THE DATA Start Marker

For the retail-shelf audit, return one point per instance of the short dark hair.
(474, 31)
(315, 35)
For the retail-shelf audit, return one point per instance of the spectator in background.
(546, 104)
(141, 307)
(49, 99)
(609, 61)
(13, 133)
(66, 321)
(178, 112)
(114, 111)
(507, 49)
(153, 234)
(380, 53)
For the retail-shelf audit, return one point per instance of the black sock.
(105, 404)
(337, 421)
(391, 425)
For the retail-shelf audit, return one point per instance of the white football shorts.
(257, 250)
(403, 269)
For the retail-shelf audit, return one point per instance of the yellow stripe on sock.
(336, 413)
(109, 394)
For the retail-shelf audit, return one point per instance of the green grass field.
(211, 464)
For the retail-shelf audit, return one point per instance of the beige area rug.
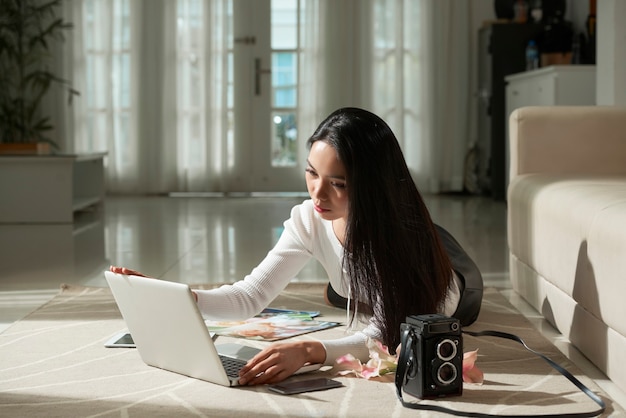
(54, 364)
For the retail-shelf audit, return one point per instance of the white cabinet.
(565, 85)
(49, 189)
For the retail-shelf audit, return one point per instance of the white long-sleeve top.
(305, 235)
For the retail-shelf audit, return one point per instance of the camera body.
(436, 358)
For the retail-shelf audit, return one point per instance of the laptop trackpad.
(239, 351)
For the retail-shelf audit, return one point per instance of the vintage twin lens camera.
(436, 358)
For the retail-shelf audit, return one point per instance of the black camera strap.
(408, 341)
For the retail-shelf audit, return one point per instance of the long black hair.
(393, 255)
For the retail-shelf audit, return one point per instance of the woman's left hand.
(280, 360)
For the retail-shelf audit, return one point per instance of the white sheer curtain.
(154, 80)
(447, 100)
(406, 60)
(165, 126)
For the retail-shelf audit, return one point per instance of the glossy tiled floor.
(216, 239)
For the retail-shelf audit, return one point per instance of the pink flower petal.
(471, 373)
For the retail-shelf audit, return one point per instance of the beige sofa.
(567, 225)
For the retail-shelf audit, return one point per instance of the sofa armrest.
(568, 140)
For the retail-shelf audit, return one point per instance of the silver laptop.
(170, 333)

THE DATA End Marker

- **REQUIREMENT**: Transcribe exactly, and only, the lines from the one with "black camera strap." through the last line of the data.

- **RESPONSE TO THE EXERCISE**:
For the retail-shelf audit, return one point per instance of the black camera strap.
(408, 341)
For the retail-shelf audit, return one point per instance of the long black hair.
(393, 255)
For the retail-shelf audit, return one point per instance of the woman's left hand.
(280, 360)
For the retail-shelf audit, return one point per instance of the white sheer curtain.
(154, 80)
(447, 100)
(406, 60)
(165, 126)
For the retail-shelf audit, return one point per instance of the glossy tiled floor.
(216, 239)
For the retail-shelf audit, return one point per instance of the pink flower petal.
(471, 373)
For the retail-shelf audit, return one point per instance of the beige sofa.
(567, 225)
For the retail-shelf audit, return one point per instance of the sofa armrest.
(568, 140)
For the retail-shelf audit, return one point per instance of the silver laptop.
(170, 333)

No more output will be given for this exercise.